# Coordinate annotation records
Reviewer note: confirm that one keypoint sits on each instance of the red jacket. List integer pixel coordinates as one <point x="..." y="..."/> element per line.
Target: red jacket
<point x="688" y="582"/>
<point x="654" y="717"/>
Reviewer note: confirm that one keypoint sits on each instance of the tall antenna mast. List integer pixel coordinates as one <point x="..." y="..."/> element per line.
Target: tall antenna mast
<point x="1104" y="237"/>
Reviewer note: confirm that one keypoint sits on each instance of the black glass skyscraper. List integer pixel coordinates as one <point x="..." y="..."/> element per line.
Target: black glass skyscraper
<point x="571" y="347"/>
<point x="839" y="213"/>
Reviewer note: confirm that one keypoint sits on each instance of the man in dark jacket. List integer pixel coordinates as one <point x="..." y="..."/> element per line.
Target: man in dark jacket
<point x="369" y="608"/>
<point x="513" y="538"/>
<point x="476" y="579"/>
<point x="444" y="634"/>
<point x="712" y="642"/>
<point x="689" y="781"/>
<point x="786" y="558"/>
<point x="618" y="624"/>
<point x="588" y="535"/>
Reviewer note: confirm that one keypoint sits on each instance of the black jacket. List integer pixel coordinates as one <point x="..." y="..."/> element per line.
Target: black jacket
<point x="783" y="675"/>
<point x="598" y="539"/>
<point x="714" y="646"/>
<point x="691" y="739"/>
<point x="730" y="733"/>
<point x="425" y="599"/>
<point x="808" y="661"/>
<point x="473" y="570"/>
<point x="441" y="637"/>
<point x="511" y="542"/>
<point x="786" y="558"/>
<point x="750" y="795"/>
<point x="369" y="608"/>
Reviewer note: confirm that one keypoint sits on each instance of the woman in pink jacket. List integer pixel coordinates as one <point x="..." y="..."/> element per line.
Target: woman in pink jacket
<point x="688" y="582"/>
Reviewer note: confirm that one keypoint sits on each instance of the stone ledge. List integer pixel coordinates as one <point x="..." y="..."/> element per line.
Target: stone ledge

# Description of the task
Copy every line from the one containing "of the woman" through the end of the records. Shift each coordinate in the answers by adding 9 to it, and leave all other lines unchanged.

# Final answer
Reviewer note: confirm that one keypoint sits on each instance of the woman in pink jacket. List integer pixel coordinates as one <point x="..." y="..."/> element per line.
Target: woman in pink jacket
<point x="697" y="591"/>
Reviewer note: confirm that one keypoint sits on each instance of the stone ledge. List integer pixel coordinates as one <point x="..." y="..."/> element per line.
Target: stone ledge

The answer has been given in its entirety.